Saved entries

──────

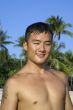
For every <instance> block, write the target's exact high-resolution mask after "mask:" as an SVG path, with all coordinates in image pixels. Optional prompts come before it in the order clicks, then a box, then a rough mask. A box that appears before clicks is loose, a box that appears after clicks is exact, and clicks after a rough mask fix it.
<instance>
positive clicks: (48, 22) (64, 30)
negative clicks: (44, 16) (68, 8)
mask: <svg viewBox="0 0 73 110" xmlns="http://www.w3.org/2000/svg"><path fill="white" fill-rule="evenodd" d="M46 23H48V24H50V27H51V29H52V31H53V33H54V37H58V40H60V38H61V34H67V35H69V36H71V37H73V33H72V32H71V31H69V30H66V29H67V28H69V27H72V25H71V24H70V23H65V22H64V21H63V19H62V17H61V18H60V17H59V16H57V17H55V16H51V17H50V18H48V19H47V20H46Z"/></svg>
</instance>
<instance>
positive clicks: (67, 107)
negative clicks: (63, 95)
mask: <svg viewBox="0 0 73 110" xmlns="http://www.w3.org/2000/svg"><path fill="white" fill-rule="evenodd" d="M65 110H73V104H72V102H71V98H70V95H69V91H68V81H67V87H66V100H65Z"/></svg>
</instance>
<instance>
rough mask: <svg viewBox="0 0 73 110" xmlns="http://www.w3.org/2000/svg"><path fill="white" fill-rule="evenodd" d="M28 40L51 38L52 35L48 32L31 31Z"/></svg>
mask: <svg viewBox="0 0 73 110" xmlns="http://www.w3.org/2000/svg"><path fill="white" fill-rule="evenodd" d="M30 40H43V41H45V40H52V35H51V33H50V32H47V33H45V32H43V33H31V35H30V37H29V41H30Z"/></svg>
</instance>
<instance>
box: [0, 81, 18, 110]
mask: <svg viewBox="0 0 73 110" xmlns="http://www.w3.org/2000/svg"><path fill="white" fill-rule="evenodd" d="M16 107H17V88H16V86H15V81H14V80H13V79H9V80H8V81H7V82H6V84H5V86H4V90H3V95H2V101H1V107H0V110H16Z"/></svg>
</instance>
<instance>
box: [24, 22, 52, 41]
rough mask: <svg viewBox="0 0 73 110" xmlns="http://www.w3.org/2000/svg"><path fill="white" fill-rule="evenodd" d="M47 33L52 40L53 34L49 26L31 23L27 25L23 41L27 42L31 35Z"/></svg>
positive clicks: (49, 25) (37, 23) (36, 22)
mask: <svg viewBox="0 0 73 110" xmlns="http://www.w3.org/2000/svg"><path fill="white" fill-rule="evenodd" d="M43 32H45V33H48V32H50V33H51V36H52V38H53V32H52V30H51V29H50V25H49V24H47V23H44V22H36V23H33V24H31V25H29V26H28V27H27V28H26V32H25V41H26V42H27V41H28V39H29V37H30V35H31V33H43Z"/></svg>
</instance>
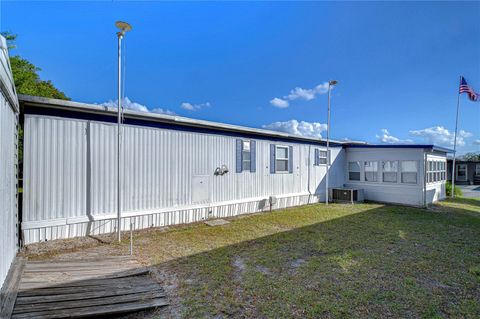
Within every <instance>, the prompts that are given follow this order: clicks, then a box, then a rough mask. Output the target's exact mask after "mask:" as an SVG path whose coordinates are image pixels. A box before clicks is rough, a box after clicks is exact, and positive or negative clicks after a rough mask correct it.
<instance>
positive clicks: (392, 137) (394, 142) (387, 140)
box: [375, 128, 413, 144]
mask: <svg viewBox="0 0 480 319" xmlns="http://www.w3.org/2000/svg"><path fill="white" fill-rule="evenodd" d="M381 132H382V133H381V134H380V135H378V134H377V135H375V136H376V138H377V139H378V140H379V141H380V142H381V143H384V144H411V143H413V141H412V140H410V139H407V140H402V139H400V138H398V137H395V136H393V135H391V134H390V132H389V131H388V130H387V129H386V128H383V129H381Z"/></svg>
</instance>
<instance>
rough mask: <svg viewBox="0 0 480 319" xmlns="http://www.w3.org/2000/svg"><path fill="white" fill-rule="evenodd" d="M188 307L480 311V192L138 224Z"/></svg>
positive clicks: (140, 233)
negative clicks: (261, 213) (176, 226)
mask: <svg viewBox="0 0 480 319" xmlns="http://www.w3.org/2000/svg"><path fill="white" fill-rule="evenodd" d="M135 247H136V248H135V249H136V253H137V254H139V256H140V257H141V258H143V259H144V260H146V261H147V263H149V264H151V265H155V267H157V268H158V269H159V271H160V272H161V273H164V274H166V276H167V277H168V276H170V277H171V278H176V285H177V287H176V288H175V289H174V290H172V291H171V292H170V293H171V294H173V295H174V296H172V297H175V298H177V299H178V300H179V303H180V307H179V309H180V313H181V315H182V316H184V317H188V318H191V317H215V316H217V315H221V316H226V317H270V318H273V317H275V318H279V317H307V318H318V317H327V318H338V317H363V318H366V317H369V318H370V317H376V318H385V317H411V318H419V317H422V318H443V317H466V318H479V317H480V201H479V200H475V199H466V198H459V199H456V200H455V201H451V200H448V201H445V202H442V203H440V204H439V205H437V206H435V207H434V208H433V209H432V210H428V211H427V210H423V209H417V208H409V207H402V206H385V205H380V204H361V205H354V206H350V205H329V206H328V207H326V206H325V205H322V204H319V205H311V206H304V207H300V208H292V209H287V210H281V211H276V212H272V213H263V214H256V215H250V216H246V217H242V218H234V219H231V223H230V224H228V225H224V226H217V227H209V226H206V225H204V224H195V225H189V226H183V227H176V228H172V229H170V230H168V231H163V232H162V231H146V232H139V233H137V234H136V235H135Z"/></svg>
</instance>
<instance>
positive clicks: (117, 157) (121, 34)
mask: <svg viewBox="0 0 480 319" xmlns="http://www.w3.org/2000/svg"><path fill="white" fill-rule="evenodd" d="M117 36H118V114H117V115H118V116H117V239H118V242H120V241H121V240H122V235H121V228H122V225H121V223H122V207H121V201H122V196H121V195H122V194H121V176H120V164H121V160H120V146H121V117H122V115H121V111H122V87H121V83H122V38H123V32H117Z"/></svg>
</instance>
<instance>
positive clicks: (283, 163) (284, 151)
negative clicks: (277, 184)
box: [275, 146, 289, 173]
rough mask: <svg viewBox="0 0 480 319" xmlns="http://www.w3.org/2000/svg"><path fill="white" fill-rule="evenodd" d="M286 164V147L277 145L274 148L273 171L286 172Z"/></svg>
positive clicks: (287, 148) (276, 171)
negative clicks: (274, 161)
mask: <svg viewBox="0 0 480 319" xmlns="http://www.w3.org/2000/svg"><path fill="white" fill-rule="evenodd" d="M288 164H289V163H288V147H286V146H277V147H276V149H275V171H276V172H280V173H287V172H288Z"/></svg>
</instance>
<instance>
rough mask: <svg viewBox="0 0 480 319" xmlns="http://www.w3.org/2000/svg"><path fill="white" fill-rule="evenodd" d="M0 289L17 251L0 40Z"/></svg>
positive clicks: (7, 62)
mask: <svg viewBox="0 0 480 319" xmlns="http://www.w3.org/2000/svg"><path fill="white" fill-rule="evenodd" d="M0 48H1V49H0V287H1V286H2V285H3V282H4V280H5V277H6V276H7V273H8V270H9V268H10V265H11V263H12V261H13V259H14V258H15V255H16V253H17V249H18V227H17V225H18V220H17V215H18V214H17V172H18V169H17V123H18V101H17V100H16V94H15V89H14V87H13V79H12V75H11V72H10V67H9V63H8V54H7V51H6V49H5V39H4V38H3V37H1V36H0Z"/></svg>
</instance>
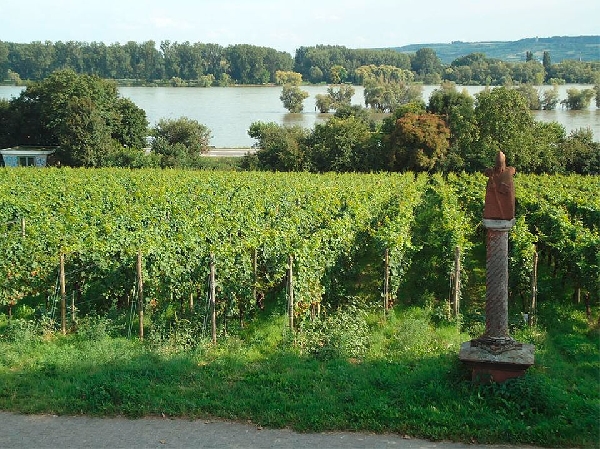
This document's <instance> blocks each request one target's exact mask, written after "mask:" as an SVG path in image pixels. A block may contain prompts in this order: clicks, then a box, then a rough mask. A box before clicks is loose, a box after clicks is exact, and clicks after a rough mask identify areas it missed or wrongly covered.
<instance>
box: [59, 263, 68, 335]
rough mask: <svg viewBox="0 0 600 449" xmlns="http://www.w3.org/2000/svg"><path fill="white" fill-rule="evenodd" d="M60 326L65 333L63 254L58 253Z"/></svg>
mask: <svg viewBox="0 0 600 449" xmlns="http://www.w3.org/2000/svg"><path fill="white" fill-rule="evenodd" d="M59 277H60V327H61V331H62V334H63V335H66V334H67V288H66V280H65V255H64V253H60V276H59Z"/></svg>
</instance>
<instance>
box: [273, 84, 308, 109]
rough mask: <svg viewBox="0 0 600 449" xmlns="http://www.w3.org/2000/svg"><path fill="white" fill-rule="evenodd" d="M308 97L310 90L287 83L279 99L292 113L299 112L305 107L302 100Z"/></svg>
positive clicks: (284, 86) (283, 104)
mask: <svg viewBox="0 0 600 449" xmlns="http://www.w3.org/2000/svg"><path fill="white" fill-rule="evenodd" d="M307 98H308V92H306V91H305V90H302V89H300V88H299V87H298V86H293V85H290V84H286V85H284V86H283V90H282V91H281V95H280V96H279V99H280V100H281V101H282V102H283V107H285V108H286V109H287V110H288V111H290V112H291V113H299V112H302V110H303V109H304V105H303V104H302V102H303V101H304V100H305V99H307Z"/></svg>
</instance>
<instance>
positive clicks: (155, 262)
mask: <svg viewBox="0 0 600 449" xmlns="http://www.w3.org/2000/svg"><path fill="white" fill-rule="evenodd" d="M485 183H486V178H485V176H483V175H449V176H447V177H442V176H441V175H424V174H423V175H415V174H412V173H406V174H372V175H353V174H326V175H312V174H302V173H285V174H284V173H275V174H273V173H225V172H192V171H159V170H156V171H152V170H140V171H128V170H115V169H102V170H73V169H49V170H29V169H3V170H1V171H0V235H1V236H2V245H1V247H0V252H1V255H0V283H1V284H0V295H1V296H0V304H1V305H2V306H3V308H4V311H5V313H7V314H9V315H12V314H13V313H23V310H34V311H35V313H37V314H38V316H42V315H43V316H50V317H52V318H54V319H56V320H57V321H58V320H59V319H60V318H61V302H62V304H63V306H62V321H63V330H65V327H66V326H70V325H72V324H74V323H75V322H76V321H77V319H78V317H80V316H85V315H87V314H90V313H94V314H103V313H107V312H108V311H109V310H120V311H123V312H126V313H128V317H129V318H128V319H129V320H130V321H129V333H130V334H131V333H132V329H137V328H139V332H140V333H143V328H144V327H143V326H144V325H146V326H149V325H151V322H152V319H153V317H156V316H159V315H160V316H161V317H163V318H165V317H167V321H168V322H169V323H172V325H175V323H176V322H177V320H178V319H180V318H181V317H186V318H188V319H191V318H190V317H192V316H196V318H195V320H196V321H197V322H198V323H199V325H200V323H202V324H203V326H204V327H203V329H204V330H205V331H206V320H207V319H208V315H209V310H210V306H211V303H212V305H213V310H214V312H213V313H214V315H215V317H216V323H218V327H219V329H223V328H224V327H226V326H227V325H228V323H234V322H235V323H239V324H240V325H243V323H244V320H246V319H247V318H249V317H251V316H255V315H256V314H257V313H259V311H260V309H262V308H263V307H264V306H265V303H268V304H275V305H276V307H281V308H282V309H283V310H285V308H286V307H287V313H288V315H289V319H290V325H291V326H292V327H293V326H294V323H296V325H297V324H298V323H301V322H303V321H305V320H308V319H310V318H311V317H312V318H314V317H315V316H316V315H318V314H321V313H326V312H327V311H328V310H330V309H332V308H343V307H344V305H345V304H347V303H349V302H350V301H351V300H352V301H356V300H357V298H358V300H359V301H362V302H367V303H371V304H381V305H382V307H383V308H384V309H387V308H389V307H391V306H392V304H398V303H405V304H406V303H415V304H418V303H419V302H422V301H424V300H425V299H424V298H426V297H427V298H429V299H428V301H433V303H435V304H436V305H437V306H439V307H441V308H442V309H444V308H445V307H446V306H447V308H448V313H449V314H451V313H452V311H454V312H455V313H458V312H461V313H466V314H468V313H473V312H475V311H477V310H480V309H481V303H482V301H483V298H484V291H483V290H482V285H481V279H482V278H481V273H482V271H483V270H484V269H485V256H484V255H482V254H483V251H484V249H483V248H484V244H485V243H484V242H485V231H484V229H483V227H482V225H481V212H482V208H483V199H484V195H485ZM515 185H516V193H517V225H516V226H515V228H514V230H513V231H512V232H511V234H510V239H511V246H510V248H511V249H510V251H511V252H510V257H511V259H510V282H511V285H510V294H511V298H510V300H511V307H513V308H516V309H517V310H519V311H520V312H525V313H531V314H534V313H535V307H536V304H535V301H532V299H531V296H532V294H531V292H532V290H536V291H543V290H544V286H543V285H541V286H536V288H535V289H532V276H533V275H534V272H535V271H536V266H535V263H534V261H535V260H536V257H535V256H536V254H537V253H539V260H540V263H544V264H547V265H548V266H549V267H551V268H552V270H553V272H554V275H555V276H556V277H560V278H561V279H563V282H564V284H565V286H566V287H567V288H569V289H571V290H572V291H573V294H574V295H582V294H583V295H587V298H588V301H590V300H591V301H595V302H597V301H598V297H599V295H600V196H599V195H598V193H599V192H600V179H599V178H598V177H581V176H533V175H518V176H517V177H516V178H515ZM536 251H537V252H536ZM61 267H62V269H61ZM211 275H212V276H211ZM483 282H484V281H483ZM484 283H485V282H484ZM590 298H591V299H590ZM459 300H460V304H459ZM550 300H552V298H551V295H546V296H545V297H541V295H540V298H539V301H550ZM19 311H20V312H19ZM141 312H146V315H145V316H144V315H143V314H142V313H141ZM136 320H138V321H136ZM163 321H164V320H163ZM134 322H137V324H138V325H139V324H140V322H141V324H142V325H140V326H139V327H134V325H133V323H134ZM230 325H232V324H230ZM215 326H216V324H215ZM134 333H135V332H134Z"/></svg>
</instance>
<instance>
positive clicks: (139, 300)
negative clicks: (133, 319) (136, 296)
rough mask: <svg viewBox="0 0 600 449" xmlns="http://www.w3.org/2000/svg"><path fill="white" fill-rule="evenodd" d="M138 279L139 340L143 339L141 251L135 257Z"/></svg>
mask: <svg viewBox="0 0 600 449" xmlns="http://www.w3.org/2000/svg"><path fill="white" fill-rule="evenodd" d="M137 277H138V285H137V287H138V320H139V322H140V323H139V324H140V327H139V329H140V340H143V339H144V279H143V278H142V251H141V250H139V251H138V257H137Z"/></svg>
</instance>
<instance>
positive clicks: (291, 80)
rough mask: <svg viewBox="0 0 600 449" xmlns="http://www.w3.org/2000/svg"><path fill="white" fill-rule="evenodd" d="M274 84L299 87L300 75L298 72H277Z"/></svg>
mask: <svg viewBox="0 0 600 449" xmlns="http://www.w3.org/2000/svg"><path fill="white" fill-rule="evenodd" d="M275 83H276V84H279V85H284V84H290V85H292V86H299V85H300V84H302V75H301V74H300V73H298V72H291V71H284V70H277V71H276V72H275Z"/></svg>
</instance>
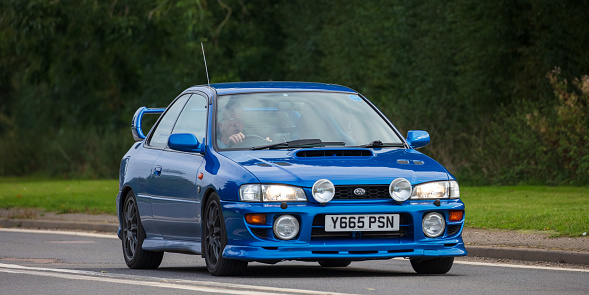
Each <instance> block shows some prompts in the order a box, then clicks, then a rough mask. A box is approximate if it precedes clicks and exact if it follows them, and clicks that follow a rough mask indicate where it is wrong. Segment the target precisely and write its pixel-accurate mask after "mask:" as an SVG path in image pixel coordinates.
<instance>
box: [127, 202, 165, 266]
mask: <svg viewBox="0 0 589 295" xmlns="http://www.w3.org/2000/svg"><path fill="white" fill-rule="evenodd" d="M122 215H123V222H122V227H123V228H122V231H123V241H122V242H123V256H124V257H125V263H126V264H127V266H128V267H129V268H133V269H137V268H157V267H158V266H159V265H160V263H162V258H163V257H164V252H151V251H145V250H143V249H142V248H141V245H142V244H143V240H145V230H143V226H142V225H141V218H140V217H139V210H138V209H137V200H136V198H135V194H134V193H133V191H129V193H127V197H126V198H125V203H124V205H123V214H122Z"/></svg>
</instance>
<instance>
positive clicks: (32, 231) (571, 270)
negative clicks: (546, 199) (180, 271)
mask: <svg viewBox="0 0 589 295" xmlns="http://www.w3.org/2000/svg"><path fill="white" fill-rule="evenodd" d="M0 231H5V232H23V233H42V234H59V235H71V236H81V237H93V238H109V239H118V237H117V235H116V234H93V233H85V232H70V231H53V230H35V229H15V228H0ZM396 259H403V258H401V257H398V258H396ZM454 263H456V264H467V265H478V266H496V267H509V268H527V269H544V270H563V271H575V272H589V270H588V269H578V268H564V267H549V266H535V265H517V264H506V263H488V262H471V261H457V260H455V261H454ZM0 265H1V264H0ZM320 294H323V293H320Z"/></svg>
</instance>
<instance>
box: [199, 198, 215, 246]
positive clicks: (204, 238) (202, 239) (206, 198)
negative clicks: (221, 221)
mask: <svg viewBox="0 0 589 295" xmlns="http://www.w3.org/2000/svg"><path fill="white" fill-rule="evenodd" d="M213 193H217V191H216V190H215V189H214V188H212V187H209V188H207V190H205V192H204V194H203V197H202V201H201V203H200V204H201V206H200V216H201V231H200V240H201V244H200V253H201V256H202V257H204V255H205V248H204V247H205V243H204V239H205V236H204V228H203V227H204V218H205V210H206V207H207V203H208V202H209V198H210V197H211V195H212V194H213ZM217 195H218V194H217Z"/></svg>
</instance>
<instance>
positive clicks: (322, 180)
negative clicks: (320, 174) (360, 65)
mask: <svg viewBox="0 0 589 295" xmlns="http://www.w3.org/2000/svg"><path fill="white" fill-rule="evenodd" d="M311 191H312V192H313V198H315V200H317V202H319V203H321V204H325V203H327V202H329V201H331V199H333V196H335V186H334V185H333V183H331V181H329V180H327V179H319V180H317V181H315V184H313V188H311Z"/></svg>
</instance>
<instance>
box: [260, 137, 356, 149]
mask: <svg viewBox="0 0 589 295" xmlns="http://www.w3.org/2000/svg"><path fill="white" fill-rule="evenodd" d="M328 145H346V143H345V142H342V141H332V142H329V141H325V142H324V141H321V139H295V140H289V141H285V142H278V143H273V144H268V145H261V146H255V147H252V148H251V149H252V150H263V149H283V148H294V147H315V146H328Z"/></svg>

──────

Report every line of the entries above that contains the string "follow", copying each such line in full. Treat case as significant.

FINISHED EXERCISE:
Within every <instance>, the prompts that are given follow this order: clicks, then a box, then a rough mask. Output the target's exact mask after "mask:" as an SVG path whose coordinates are image pixels. A box before clicks is rough, a box after clicks is exact, and positive or negative clicks after a rough mask correct it.
Each <instance> block shows some prompts in the order a box, then clicks, then a rough mask. A box is approximate if it precedes clicks and exact if it follows them, and clicks that follow a rough mask indicate where it is wrong. Segment the target precisely and write its pixel-accurate mask after "mask:" as an SVG path in image pixel coordinates.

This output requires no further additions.